_RECORDS SHOWN_
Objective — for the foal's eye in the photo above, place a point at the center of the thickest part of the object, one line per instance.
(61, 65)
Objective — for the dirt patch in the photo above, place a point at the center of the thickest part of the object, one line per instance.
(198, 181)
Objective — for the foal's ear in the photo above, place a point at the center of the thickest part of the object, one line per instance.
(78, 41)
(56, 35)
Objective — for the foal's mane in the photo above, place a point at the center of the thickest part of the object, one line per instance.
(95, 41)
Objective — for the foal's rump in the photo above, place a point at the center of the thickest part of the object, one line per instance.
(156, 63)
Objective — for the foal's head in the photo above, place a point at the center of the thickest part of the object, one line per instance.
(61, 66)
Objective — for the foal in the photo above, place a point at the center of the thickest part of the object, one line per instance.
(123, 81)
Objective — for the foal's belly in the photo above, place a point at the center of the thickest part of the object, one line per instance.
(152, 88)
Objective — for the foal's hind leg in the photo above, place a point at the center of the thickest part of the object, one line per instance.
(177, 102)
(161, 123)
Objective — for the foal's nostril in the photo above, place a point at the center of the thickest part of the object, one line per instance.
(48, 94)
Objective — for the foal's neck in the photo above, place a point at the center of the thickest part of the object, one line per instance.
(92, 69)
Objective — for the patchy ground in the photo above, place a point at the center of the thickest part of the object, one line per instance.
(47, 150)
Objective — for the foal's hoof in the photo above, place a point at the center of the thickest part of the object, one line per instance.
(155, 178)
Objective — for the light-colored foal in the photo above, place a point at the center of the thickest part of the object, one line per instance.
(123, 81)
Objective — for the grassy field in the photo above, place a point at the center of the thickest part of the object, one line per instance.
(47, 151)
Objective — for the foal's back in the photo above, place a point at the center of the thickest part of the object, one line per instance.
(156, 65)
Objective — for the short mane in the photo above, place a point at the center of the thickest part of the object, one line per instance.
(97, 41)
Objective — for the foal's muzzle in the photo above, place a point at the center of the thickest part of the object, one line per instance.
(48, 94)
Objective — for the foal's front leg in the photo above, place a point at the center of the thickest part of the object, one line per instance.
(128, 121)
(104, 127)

...

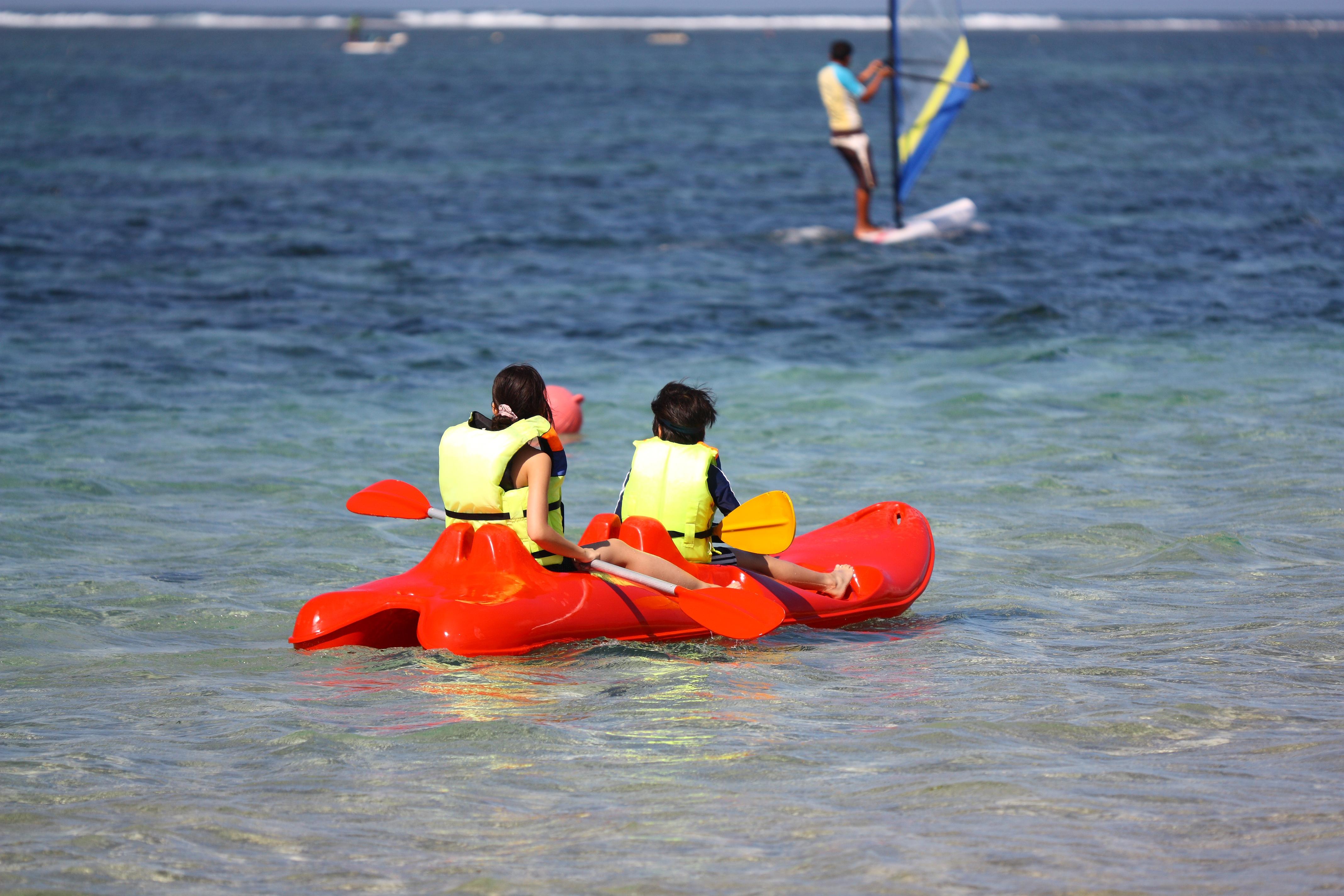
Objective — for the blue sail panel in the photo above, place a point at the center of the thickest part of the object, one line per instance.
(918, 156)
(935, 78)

_TASK INSTRUCTIONS_
Which lines of the material above contain the word "mane"? Pick out each one and copy it in full.

_ANSWER FOR THE TASK_
Objective — for the foal's mane in the photo above, place a point at the center of the thickest part of the object, one line per instance.
Objective — for the short mane in the photo above, place a point at the center of the thickest part of the object, one line per instance.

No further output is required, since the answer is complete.